§ **Problem**
Retype all of the data. Every line must match exactly.

§ **Items**
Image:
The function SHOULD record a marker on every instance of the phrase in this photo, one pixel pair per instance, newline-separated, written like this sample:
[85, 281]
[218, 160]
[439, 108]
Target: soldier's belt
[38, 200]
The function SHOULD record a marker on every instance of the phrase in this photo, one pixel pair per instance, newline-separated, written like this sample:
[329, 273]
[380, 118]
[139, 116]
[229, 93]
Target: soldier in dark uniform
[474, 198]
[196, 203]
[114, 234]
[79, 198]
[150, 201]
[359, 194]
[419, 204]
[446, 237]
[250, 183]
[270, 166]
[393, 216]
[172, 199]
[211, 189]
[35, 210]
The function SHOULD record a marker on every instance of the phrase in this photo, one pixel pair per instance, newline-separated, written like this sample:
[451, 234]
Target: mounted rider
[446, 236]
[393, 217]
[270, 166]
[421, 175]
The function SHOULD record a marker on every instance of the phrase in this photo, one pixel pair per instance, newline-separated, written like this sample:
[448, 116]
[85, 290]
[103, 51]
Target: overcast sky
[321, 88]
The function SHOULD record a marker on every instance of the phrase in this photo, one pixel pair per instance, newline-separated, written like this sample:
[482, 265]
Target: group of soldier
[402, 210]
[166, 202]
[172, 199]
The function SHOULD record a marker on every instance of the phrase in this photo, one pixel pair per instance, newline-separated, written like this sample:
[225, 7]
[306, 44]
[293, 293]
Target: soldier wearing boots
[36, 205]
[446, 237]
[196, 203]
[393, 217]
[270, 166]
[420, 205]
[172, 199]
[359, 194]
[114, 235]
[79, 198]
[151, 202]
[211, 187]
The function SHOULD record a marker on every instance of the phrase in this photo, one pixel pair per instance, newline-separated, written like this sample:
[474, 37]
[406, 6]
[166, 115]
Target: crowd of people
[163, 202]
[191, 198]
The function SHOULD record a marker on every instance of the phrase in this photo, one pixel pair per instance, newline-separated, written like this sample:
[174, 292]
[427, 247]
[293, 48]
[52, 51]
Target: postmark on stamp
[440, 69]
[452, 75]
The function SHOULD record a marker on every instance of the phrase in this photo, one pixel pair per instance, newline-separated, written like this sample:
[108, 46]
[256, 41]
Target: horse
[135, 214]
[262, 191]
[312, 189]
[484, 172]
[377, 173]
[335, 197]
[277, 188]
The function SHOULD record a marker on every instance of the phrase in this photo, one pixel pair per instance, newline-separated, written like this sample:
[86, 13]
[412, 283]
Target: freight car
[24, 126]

§ **Reply to the task**
Image:
The function SHOULD record a marker on every instance of the phrase in this photo, one pixel pair per instance, newline-separated, written like this sample:
[85, 281]
[218, 160]
[439, 108]
Target: soldier's belt
[38, 200]
The function SHOULD record a marker on every instance of the phrase in this photo, one pixel pair per instance, newline-separated, written like this sample:
[329, 273]
[380, 118]
[139, 116]
[229, 93]
Target: soldier in dark uniform
[474, 198]
[196, 203]
[114, 234]
[79, 198]
[150, 201]
[359, 194]
[419, 204]
[446, 237]
[250, 183]
[270, 166]
[393, 216]
[172, 199]
[211, 189]
[35, 210]
The function SHOULD record a marker on every instance of the phrase in this photo, one pixel pair per instance, newline-separated, written like this sample:
[451, 234]
Target: mounted rider
[446, 236]
[393, 217]
[270, 166]
[421, 175]
The function SHOULD record a marker on every instance of the phrase in this photo, one pixel pair per instance, newline-separated, written like this sample:
[448, 116]
[85, 290]
[103, 51]
Target: overcast sky
[321, 88]
The function SHOULD record a marker on every instance of the phrase in this photo, one pixel pair per instance, newline-separated, written like this sample:
[482, 265]
Target: group of soldier
[402, 210]
[166, 202]
[172, 199]
The function SHOULD record a marker on every instance of the phrase in this photo, one pixel pair per instance, newline-separated, written like this sample:
[225, 7]
[306, 44]
[293, 293]
Target: soldier wearing boots
[36, 205]
[446, 237]
[196, 203]
[393, 217]
[270, 166]
[420, 205]
[172, 199]
[359, 194]
[114, 235]
[79, 198]
[151, 202]
[211, 187]
The function SHOULD record a marker on every instance of the phrase in this photo, one pixel pair per instance, newline-separated, written like this sample:
[474, 37]
[406, 6]
[166, 115]
Target: crowd of people
[163, 202]
[191, 198]
The function SHOULD record a marker on every instance of the phrase in this photo, one pixel pair per instance, newline-separated, written like this sample:
[174, 292]
[427, 247]
[293, 48]
[52, 51]
Target: postmark on stamp
[440, 69]
[452, 75]
The function SHOULD record a marker on every instance of the phrase in this photo, one pixel pair per instance, newline-separated, written like this sample:
[108, 46]
[256, 41]
Target: horse
[135, 214]
[262, 191]
[312, 189]
[484, 172]
[377, 173]
[335, 197]
[277, 188]
The function SHOULD record a marker on every instance of the phrase in this photo, one pixel pair per instance, newline-separated, written like this sample:
[86, 13]
[412, 283]
Target: freight car
[24, 126]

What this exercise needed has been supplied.